Data listing
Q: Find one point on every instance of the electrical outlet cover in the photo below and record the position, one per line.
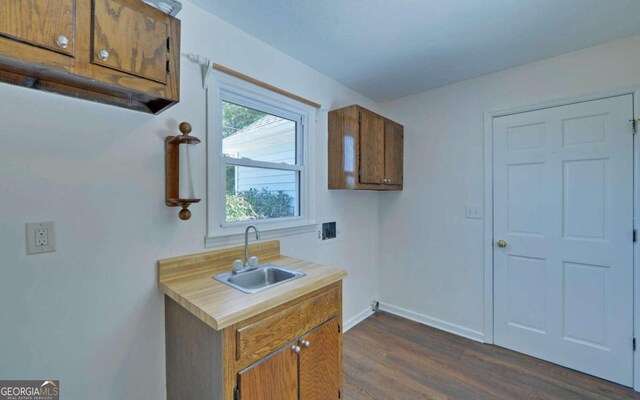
(41, 237)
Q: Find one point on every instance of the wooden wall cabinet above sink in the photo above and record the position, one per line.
(118, 52)
(365, 150)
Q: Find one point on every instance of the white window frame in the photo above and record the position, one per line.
(234, 90)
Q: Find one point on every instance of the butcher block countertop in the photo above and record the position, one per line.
(188, 280)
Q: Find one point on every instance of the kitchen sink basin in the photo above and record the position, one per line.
(263, 277)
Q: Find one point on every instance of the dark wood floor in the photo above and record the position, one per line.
(391, 358)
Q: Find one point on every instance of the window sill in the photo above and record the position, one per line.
(265, 234)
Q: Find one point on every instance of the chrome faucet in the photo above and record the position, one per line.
(246, 244)
(249, 263)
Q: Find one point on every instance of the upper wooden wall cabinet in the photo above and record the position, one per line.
(120, 52)
(365, 150)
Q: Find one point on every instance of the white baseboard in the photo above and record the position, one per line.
(434, 322)
(361, 316)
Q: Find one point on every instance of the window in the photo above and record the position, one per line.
(257, 162)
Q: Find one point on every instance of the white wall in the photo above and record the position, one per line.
(430, 255)
(90, 314)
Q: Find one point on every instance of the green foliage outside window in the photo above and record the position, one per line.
(258, 204)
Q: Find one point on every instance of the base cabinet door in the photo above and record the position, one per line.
(276, 377)
(320, 377)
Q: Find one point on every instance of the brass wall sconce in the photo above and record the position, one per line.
(179, 158)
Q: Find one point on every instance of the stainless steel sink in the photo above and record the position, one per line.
(264, 277)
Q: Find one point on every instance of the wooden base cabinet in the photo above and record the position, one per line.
(119, 52)
(293, 352)
(365, 150)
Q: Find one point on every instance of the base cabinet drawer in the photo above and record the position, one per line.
(292, 352)
(257, 339)
(305, 369)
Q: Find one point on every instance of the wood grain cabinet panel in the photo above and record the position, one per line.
(372, 137)
(393, 152)
(276, 377)
(320, 363)
(260, 338)
(48, 24)
(143, 51)
(204, 364)
(119, 52)
(365, 150)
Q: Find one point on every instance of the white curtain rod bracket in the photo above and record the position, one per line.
(205, 66)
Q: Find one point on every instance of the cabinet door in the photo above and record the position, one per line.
(393, 152)
(44, 23)
(371, 148)
(320, 371)
(276, 377)
(131, 37)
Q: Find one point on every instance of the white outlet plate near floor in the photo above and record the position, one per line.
(41, 237)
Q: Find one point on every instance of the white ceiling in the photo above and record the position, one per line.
(387, 49)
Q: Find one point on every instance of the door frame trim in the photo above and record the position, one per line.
(488, 207)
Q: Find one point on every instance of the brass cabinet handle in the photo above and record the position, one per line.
(62, 41)
(103, 55)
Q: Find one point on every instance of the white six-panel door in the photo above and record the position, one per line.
(563, 205)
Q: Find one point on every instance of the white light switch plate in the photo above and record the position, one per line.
(473, 211)
(41, 237)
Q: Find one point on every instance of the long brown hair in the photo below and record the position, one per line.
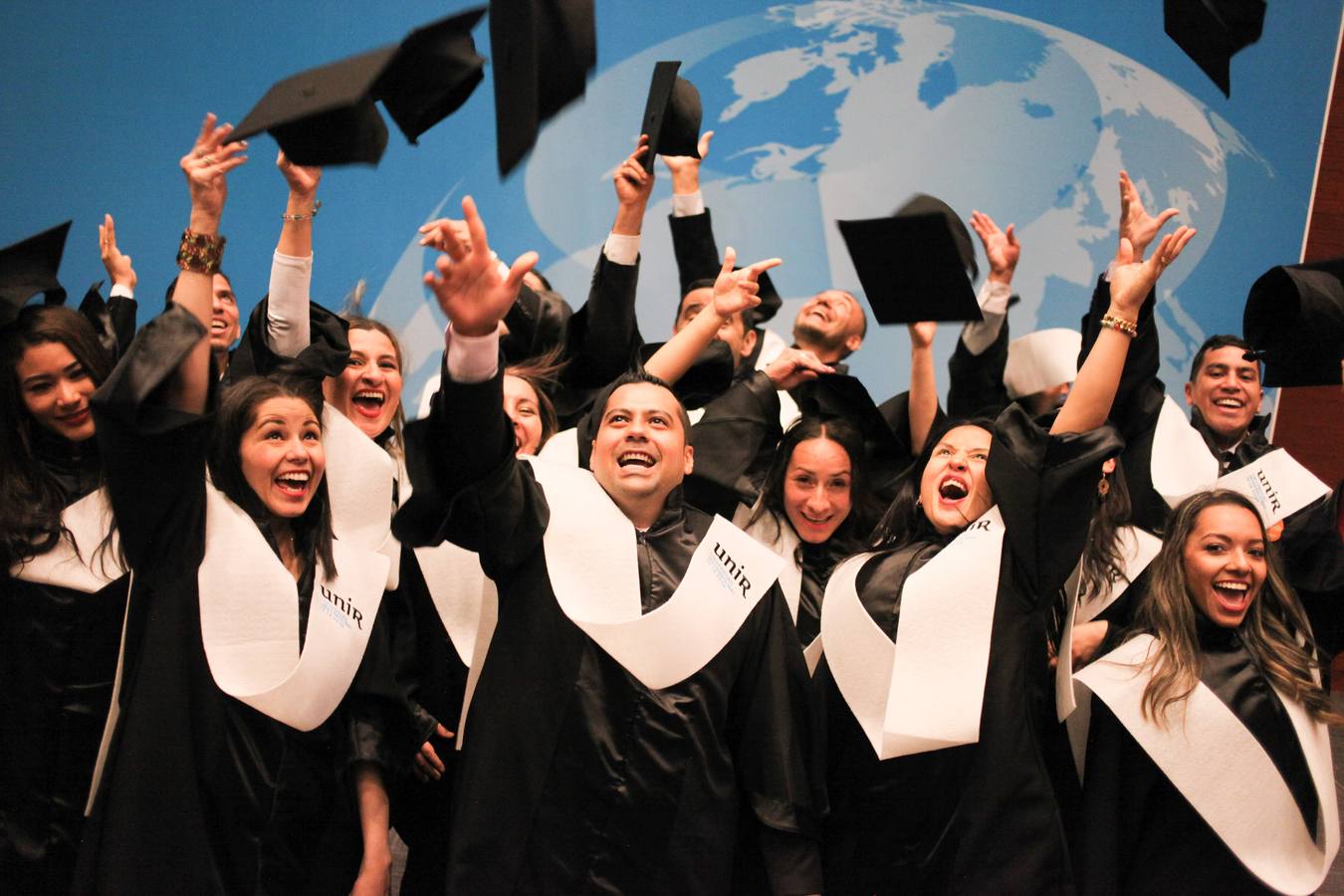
(31, 497)
(235, 415)
(544, 373)
(1274, 629)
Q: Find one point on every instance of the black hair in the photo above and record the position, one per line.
(1213, 344)
(707, 283)
(852, 535)
(30, 495)
(905, 520)
(633, 377)
(235, 415)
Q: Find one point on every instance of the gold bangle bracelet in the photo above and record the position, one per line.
(1128, 328)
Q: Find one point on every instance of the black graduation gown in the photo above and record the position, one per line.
(1140, 834)
(979, 818)
(574, 776)
(1310, 543)
(200, 792)
(58, 657)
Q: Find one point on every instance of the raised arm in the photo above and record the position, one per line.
(1131, 281)
(692, 230)
(292, 265)
(924, 383)
(206, 168)
(734, 292)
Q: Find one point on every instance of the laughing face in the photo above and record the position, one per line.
(283, 456)
(1228, 392)
(223, 315)
(369, 389)
(525, 412)
(953, 489)
(1225, 563)
(816, 489)
(829, 324)
(56, 388)
(640, 452)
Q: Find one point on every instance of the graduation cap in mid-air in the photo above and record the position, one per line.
(914, 266)
(671, 114)
(1212, 31)
(1294, 319)
(29, 268)
(542, 51)
(326, 115)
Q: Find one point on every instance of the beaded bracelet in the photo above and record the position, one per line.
(1128, 328)
(200, 253)
(308, 216)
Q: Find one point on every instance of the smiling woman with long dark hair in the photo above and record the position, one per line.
(1221, 669)
(248, 726)
(62, 596)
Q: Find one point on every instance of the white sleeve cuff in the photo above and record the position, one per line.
(472, 358)
(287, 310)
(621, 249)
(687, 204)
(994, 297)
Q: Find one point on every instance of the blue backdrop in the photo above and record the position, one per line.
(822, 111)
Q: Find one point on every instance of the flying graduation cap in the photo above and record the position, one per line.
(671, 114)
(326, 115)
(29, 268)
(1294, 318)
(542, 51)
(916, 265)
(1212, 31)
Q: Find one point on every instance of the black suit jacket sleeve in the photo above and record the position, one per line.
(696, 253)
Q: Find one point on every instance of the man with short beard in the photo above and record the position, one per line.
(583, 770)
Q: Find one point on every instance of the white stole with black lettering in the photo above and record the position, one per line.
(249, 619)
(591, 559)
(1225, 773)
(926, 689)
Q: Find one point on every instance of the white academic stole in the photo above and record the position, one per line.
(1225, 773)
(80, 564)
(780, 538)
(1183, 465)
(1072, 704)
(468, 606)
(249, 619)
(925, 691)
(591, 560)
(359, 485)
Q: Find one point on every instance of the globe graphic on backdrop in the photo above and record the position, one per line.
(843, 109)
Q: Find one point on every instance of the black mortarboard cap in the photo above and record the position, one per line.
(1212, 31)
(910, 269)
(432, 74)
(1294, 319)
(542, 51)
(671, 114)
(29, 268)
(326, 115)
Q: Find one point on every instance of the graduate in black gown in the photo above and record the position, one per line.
(1220, 630)
(576, 776)
(983, 815)
(202, 791)
(62, 590)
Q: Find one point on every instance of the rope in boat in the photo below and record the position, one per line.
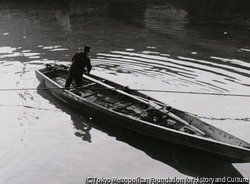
(149, 90)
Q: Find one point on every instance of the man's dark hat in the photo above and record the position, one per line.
(87, 48)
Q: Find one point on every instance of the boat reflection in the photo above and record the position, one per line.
(191, 162)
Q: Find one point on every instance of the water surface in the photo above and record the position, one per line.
(160, 45)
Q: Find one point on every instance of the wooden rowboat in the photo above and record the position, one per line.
(136, 111)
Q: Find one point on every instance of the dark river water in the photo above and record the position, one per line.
(176, 46)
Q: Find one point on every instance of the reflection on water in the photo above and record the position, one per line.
(193, 163)
(190, 46)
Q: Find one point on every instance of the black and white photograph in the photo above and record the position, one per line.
(124, 91)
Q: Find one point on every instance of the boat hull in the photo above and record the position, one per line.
(230, 152)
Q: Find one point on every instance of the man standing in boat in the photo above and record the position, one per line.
(77, 68)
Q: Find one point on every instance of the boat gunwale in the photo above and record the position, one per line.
(141, 121)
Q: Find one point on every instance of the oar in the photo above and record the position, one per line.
(149, 102)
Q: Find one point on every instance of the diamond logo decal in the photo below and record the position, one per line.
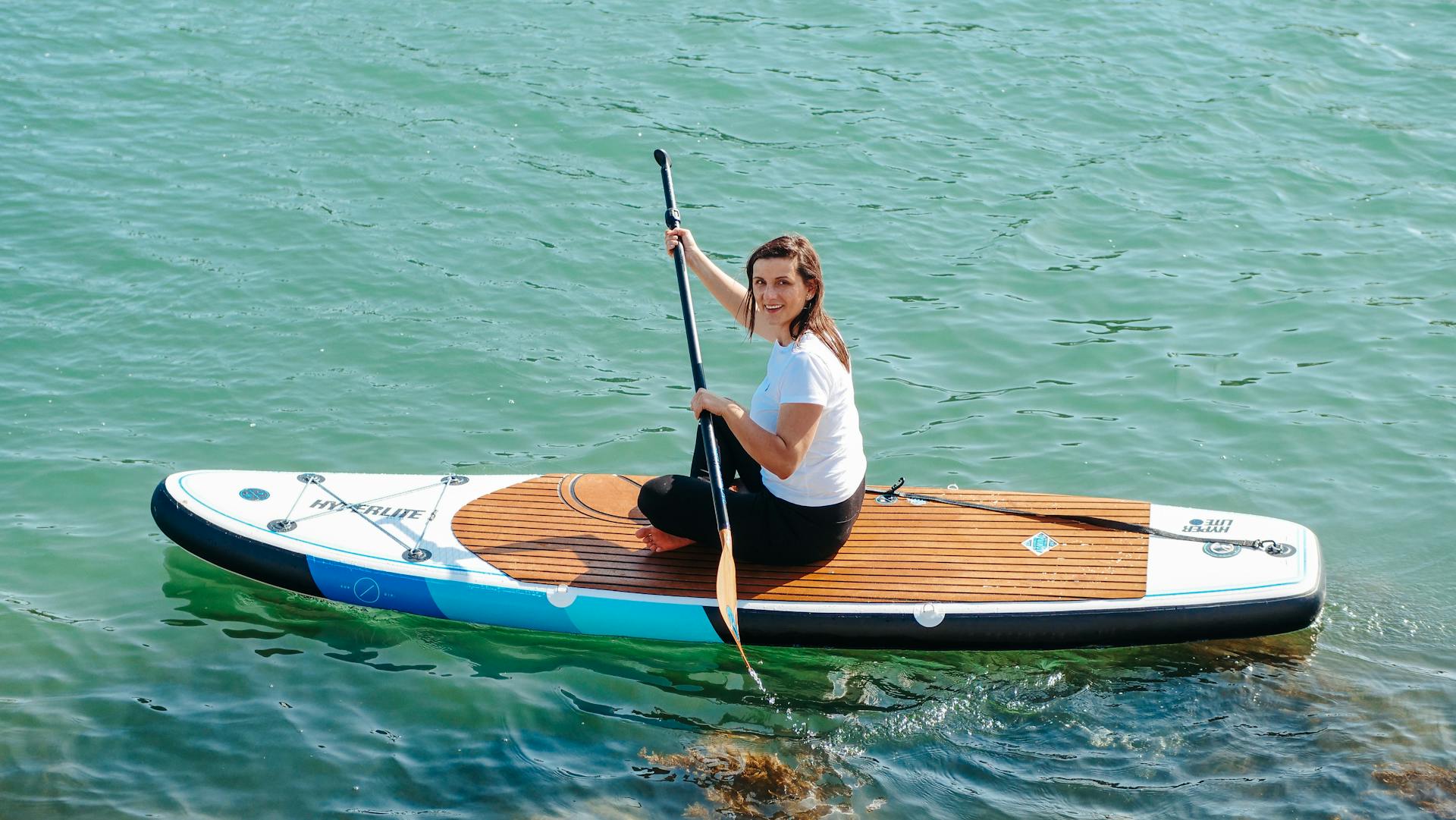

▶ Set exercise: Your copy should repeat each entry above exactly but contain no pictures.

▶ Answer to this problem:
Q: Find one point on every instance of the electrical outlet cover in the photo below and record the position, one per line.
(41, 237)
Q: Find one point on every instance of the wooden wall cabinet above sink in the photo above and record the position, one per line.
(118, 52)
(365, 150)
Q: Find one point on every instance of the white window frame in the photo above and record the position, one per line.
(234, 90)
Q: Find one point on every instance of the butcher block countertop in the photo above and record the position, one per line.
(188, 280)
Q: Find one point on every instance of the kitchen sink basin in the photo above and record the position, one per line.
(263, 277)
Q: Find one point on every instance of the dark wood floor in the photo above and record the position, one per line.
(391, 358)
Q: Find one point on every instance of the window sill in the photo above and record the position, one per line.
(265, 234)
Q: Find one point on every instance of the chrome faucet in the photo above and record the position, one per line.
(246, 244)
(249, 263)
Q: Find one point on every instance of the upper wooden wall cabinet in the photo above and record the position, one per line.
(120, 52)
(365, 150)
Q: Find one point on every instance of the white baseboard in the photo above and record the position, one per line.
(434, 322)
(361, 316)
Q: Find one point on every instance of the window in the photo above and record the position, one per line.
(257, 162)
Q: Find one point on every instance of the white wall in the photo above and record the position, one per line.
(430, 255)
(90, 314)
Q: Find one point on every instance of the green foliage outside window in the photo above and record the position, one per line.
(258, 204)
Q: Find one point on every instance of the base cabinet door in the photo above and record the position, one per line.
(276, 377)
(320, 377)
Q: Find one point on every instance of the brass wall sconce in the photo above and record the position, one per line.
(179, 158)
Q: Find one point on every instance of the stainless steel sink in the photo above and record the position, one per line.
(264, 277)
Q: Find one point on every instance of the wooden base cabinet in the photo above and record the position, one per line.
(119, 52)
(293, 352)
(365, 150)
Q: Find one point on every instance of the base cabinet drawer in the photo above and record the position, one per line.
(292, 352)
(257, 339)
(305, 369)
Q: Find one point on every instance of the wood grain cabinet panel in the photo above and record the position, one per line.
(372, 137)
(393, 152)
(276, 377)
(320, 363)
(260, 338)
(48, 24)
(143, 51)
(204, 364)
(119, 52)
(365, 150)
Q: Find one point on every instance of the white curtain rod bracket in the photo above and record the position, one per line.
(205, 66)
Q: Find one point on every instance of the cabinet door in the photo above and record the position, one per line.
(393, 152)
(44, 23)
(371, 148)
(320, 371)
(276, 377)
(131, 37)
Q: Find one point on every instance of the white outlet plate near floor in the photo above and record the position, one per line.
(41, 237)
Q: Find one point on every instance of the white ceiling in the photo above and record the position, one per line.
(387, 49)
Q: Find one point on every instance of the door frame trim in the photo above and record the position, one per line.
(488, 207)
Q: Find one point on every instance of the brass cabinet handle in the photo above and record the position, one per line.
(62, 41)
(103, 55)
Q: Find one point on every instance of the white six-panel door in the photo above and record the position, one per line.
(563, 205)
Q: Find one point on every instance of the white light switch plate in the photo above and record the position, one per line.
(473, 211)
(41, 237)
Q: Find one point on every instance of the long brown hair in the photo below and record the position, one per line.
(31, 497)
(235, 415)
(544, 373)
(1274, 629)
Q: Find one point on every instance of the black hair in the photo above and record the position, one per line.
(1213, 344)
(707, 283)
(852, 535)
(30, 495)
(905, 520)
(633, 377)
(235, 415)
Q: Find one point on every instance of the gold bangle bracelet in the photo above and record the position, one per line.
(1128, 328)
Q: Find one point on every instance of the black graduation gown in the photo above and record the position, one per line.
(1140, 834)
(979, 818)
(574, 776)
(1310, 543)
(200, 792)
(58, 657)
Q: Find one point on every instance of the raised arm in the photo above and record the position, one per line.
(1131, 281)
(692, 230)
(292, 265)
(924, 383)
(206, 168)
(734, 292)
Q: Find one point on every instance of the laughing face in the photo above and record the position, one per line.
(283, 456)
(1228, 392)
(223, 315)
(369, 389)
(525, 412)
(953, 489)
(1225, 563)
(816, 489)
(829, 324)
(56, 388)
(640, 452)
Q: Find one point on every instance of the graduation cap in mid-air in the photo above and record the position, one per line.
(914, 266)
(671, 114)
(1212, 31)
(1294, 319)
(29, 268)
(542, 51)
(326, 115)
Q: Find one point on every instance of the beaded bracelet in the photo above and record the position, one per line.
(1128, 328)
(200, 253)
(308, 216)
Q: Find one point on every instance of the smiling woman with long dark hair in the photo above and record the position, one per line.
(1221, 669)
(248, 726)
(62, 596)
Q: Find one point on every instance of the white sleeve cuff in the photo above and record the position, one per line.
(472, 358)
(287, 310)
(621, 249)
(687, 204)
(994, 297)
Q: Find one point on every instance of the blue backdrop in the photo above and record the position, one per line.
(822, 111)
Q: Find one point on every instance of the flying graduation cap in the photo above and record the position, one per line.
(671, 114)
(326, 115)
(29, 268)
(1294, 318)
(542, 51)
(916, 265)
(1212, 31)
Q: Find one point on every instance of the black suit jacket sleeve in the photo above and record the position, one per line.
(696, 253)
Q: Find one point on every instance of the man with short beard in the photo above and record the position, one per line.
(583, 770)
Q: Find one point on every instance of the white stole with black lettering in the photo above and record the position, one per line.
(249, 619)
(591, 559)
(1225, 773)
(926, 689)
Q: Find one point on every instance of the white academic stole in the photo above and record the position, one per line.
(1225, 773)
(80, 564)
(780, 538)
(1183, 465)
(1072, 704)
(468, 606)
(249, 619)
(925, 691)
(591, 560)
(359, 485)
Q: Find one point on every instance of the globe graphic on backdrop in the photo above and record the position, one per line.
(843, 109)
Q: Find one point on every instance of the black mortarboard cap in the photo above and record the position, one per line.
(1212, 31)
(910, 269)
(432, 74)
(1294, 319)
(542, 51)
(671, 114)
(29, 268)
(326, 115)
Q: Find one point on every instance of the graduate in black gown in the photo above and record the position, one per line.
(1220, 630)
(576, 776)
(983, 815)
(202, 791)
(62, 590)
Q: Find one point on every instance of the rope in boat in the photo below and record the position, one per line.
(149, 90)
Q: Find one point on every instance of the man's dark hat in the photo above and record the position, one per line.
(87, 48)
Q: Find one point on every instance of the boat reflection in the photo above and record the position, one per line.
(191, 162)
Q: Find one point on every instance of the water surface in the photo above and record the position, one per line.
(160, 45)
Q: Find one point on every instance of the wooden rowboat in the photo above and record the position, one per line.
(136, 111)
Q: Find one point on every instance of the dark river water in the photo above and record the position, one per line.
(176, 46)
Q: Find one point on every instance of the reflection on water in the photo above and record the position, one per line.
(193, 163)
(190, 46)
Q: Find one point on every instance of the black and white photograph in the photo above and record the position, one per line.
(124, 91)
Q: Find one point on every instance of the boat hull in the photo above and record the position, one per line.
(230, 152)
Q: Find one point on every instance of the man standing in boat in the photo above and record the position, one per line.
(77, 68)
Q: Find one point on every instance of the boat gunwale in the photo above and record the position, one per line.
(141, 121)
Q: Find one point on every instance of the oar in the photo above and record the position, one per line.
(149, 102)
Q: Find one point on every instance of the diamond logo decal in the photo below and record the position, one per line.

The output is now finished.